---- Passage to read
|
|
Paper: |
Efficient and Scalable Cross-Matching of (Very) Large Catalogs |
Volume: |
442, Astronomical Data Analysis Software and Systems XX (ADASSXX) |
Page: |
85 |
Authors: |
Pineau, F.-X.; Boch, T.; Derriere, S. |
Abstract: |
Whether it be for building multi-wavelength datasets from independent surveys, studying changes in objects luminosities,
or detecting moving objects (stellar proper motions, asteroids), cross-catalog matching is a technique widely used in
astronomy. The need for efficient, reliable and scalable cross-catalog matching is becoming even more pressing with
forthcoming projects which will produce huge catalogs in which astronomers will dig for rare objects, perform statistical
analysis and classification, or real-time transients detection.
We have developed a formalism and the corresponding technical framework to address the challenge of fast cross-catalog
matching. Our formalism supports more than simple nearest-neighbor search, and handles elliptical positional
errors. Scalability is improved by partitioning the sky using the HEALPix scheme, and processing independently
each sky cell. The use of multi-threaded two-dimensional kd-trees adapted to managing equatorial coordinates
enables efficient neighbor search.
The whole process can run on a single computer, but could also use clusters of machines to cross-match future
very large surveys such as GAIA or LSST in reasonable times. We already achieve performances where the 2MASS (∼470M sources) and SDSS DR7 (∼350M sources) can be matched on a single machine in less than 10 minutes.
We aim at providing astronomers with a catalog cross-matching service, available on-line and leveraging on
the catalogs present in the VizieR database.
This service will allow users both to access pre-computed cross-matches across some very large catalogs,
and to run customized cross-matching operations.
It will also support VO protocols for synchronous or asynchronous queries. |
|
|
|
|
--------
---- Provided material
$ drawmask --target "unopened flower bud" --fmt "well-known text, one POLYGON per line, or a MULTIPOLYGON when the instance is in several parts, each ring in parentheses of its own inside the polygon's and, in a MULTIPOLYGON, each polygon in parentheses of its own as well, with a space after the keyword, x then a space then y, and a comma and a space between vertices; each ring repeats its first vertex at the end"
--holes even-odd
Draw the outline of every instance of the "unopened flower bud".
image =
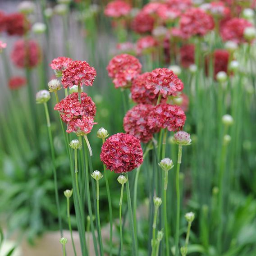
--------
* [Short task] Print the section of the catalog cross-matching abstract that begins with the words "We aim at providing" and ends with "the VizieR database.".

* [Response for this exercise]
We aim at providing astronomers with a catalog cross-matching service, available on-line and leveraging on
the catalogs present in the VizieR database.